Collect every line of the records below that contains the string "cloud", and copy each such line. The match is case-sensitive.

=== DATA TO USE ===

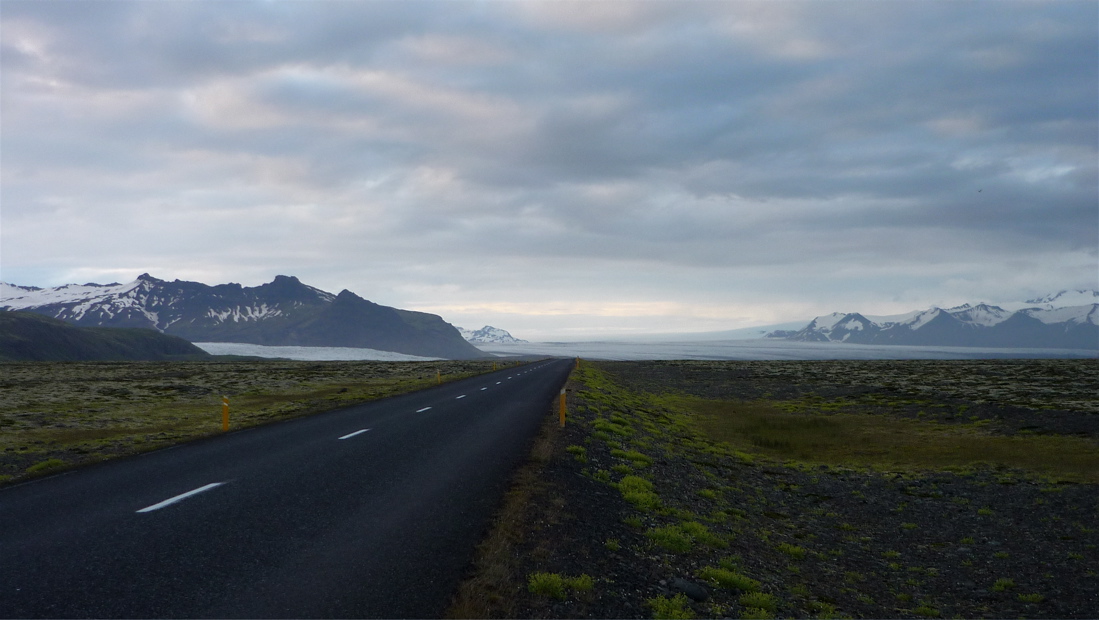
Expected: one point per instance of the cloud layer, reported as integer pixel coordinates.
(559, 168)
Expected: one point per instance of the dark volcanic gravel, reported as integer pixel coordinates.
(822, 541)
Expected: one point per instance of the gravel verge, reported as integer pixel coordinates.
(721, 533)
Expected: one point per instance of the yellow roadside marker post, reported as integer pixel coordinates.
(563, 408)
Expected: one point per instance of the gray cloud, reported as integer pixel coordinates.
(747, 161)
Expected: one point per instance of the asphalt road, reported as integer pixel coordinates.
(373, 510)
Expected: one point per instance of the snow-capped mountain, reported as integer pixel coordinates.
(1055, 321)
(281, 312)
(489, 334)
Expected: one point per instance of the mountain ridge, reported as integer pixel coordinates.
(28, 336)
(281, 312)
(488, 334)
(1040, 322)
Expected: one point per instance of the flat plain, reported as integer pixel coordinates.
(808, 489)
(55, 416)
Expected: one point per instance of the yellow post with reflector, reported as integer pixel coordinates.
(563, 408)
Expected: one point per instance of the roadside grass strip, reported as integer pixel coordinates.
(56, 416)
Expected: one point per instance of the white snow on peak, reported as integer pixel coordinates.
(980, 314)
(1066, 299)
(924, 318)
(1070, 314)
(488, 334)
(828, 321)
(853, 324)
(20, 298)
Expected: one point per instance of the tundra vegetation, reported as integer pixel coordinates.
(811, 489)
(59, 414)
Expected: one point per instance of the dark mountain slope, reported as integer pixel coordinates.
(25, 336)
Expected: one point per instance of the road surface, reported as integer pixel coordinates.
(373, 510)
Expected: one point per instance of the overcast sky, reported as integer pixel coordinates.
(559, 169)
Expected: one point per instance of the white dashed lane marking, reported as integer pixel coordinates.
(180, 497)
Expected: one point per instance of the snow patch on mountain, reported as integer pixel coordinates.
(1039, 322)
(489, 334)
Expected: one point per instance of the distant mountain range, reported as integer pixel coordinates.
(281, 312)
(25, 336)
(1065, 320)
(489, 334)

===
=== DATA TO USE ===

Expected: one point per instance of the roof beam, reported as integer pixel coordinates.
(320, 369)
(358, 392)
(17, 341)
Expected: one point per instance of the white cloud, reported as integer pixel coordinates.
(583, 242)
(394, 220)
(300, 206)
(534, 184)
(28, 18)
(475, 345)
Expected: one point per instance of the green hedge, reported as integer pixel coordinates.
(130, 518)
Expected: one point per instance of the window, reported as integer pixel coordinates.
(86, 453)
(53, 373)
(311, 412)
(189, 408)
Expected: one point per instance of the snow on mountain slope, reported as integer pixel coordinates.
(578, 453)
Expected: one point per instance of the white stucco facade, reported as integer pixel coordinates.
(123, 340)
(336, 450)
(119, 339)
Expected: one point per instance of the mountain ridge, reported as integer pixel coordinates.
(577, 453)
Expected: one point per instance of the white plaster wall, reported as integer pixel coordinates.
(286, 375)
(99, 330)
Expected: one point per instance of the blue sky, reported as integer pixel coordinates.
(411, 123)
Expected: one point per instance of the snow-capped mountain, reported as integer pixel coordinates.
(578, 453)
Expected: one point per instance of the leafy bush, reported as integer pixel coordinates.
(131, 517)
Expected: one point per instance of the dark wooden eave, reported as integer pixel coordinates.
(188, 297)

===

● **WRITTEN RESPONSE**
Expected: one point per instance of the cloud layer, reported as integer pixel coordinates.
Expected: one point per instance of the gray cloud, reported as integer pixel coordinates.
Expected: one point per instance of the white cloud, reported as integer pixel coordinates.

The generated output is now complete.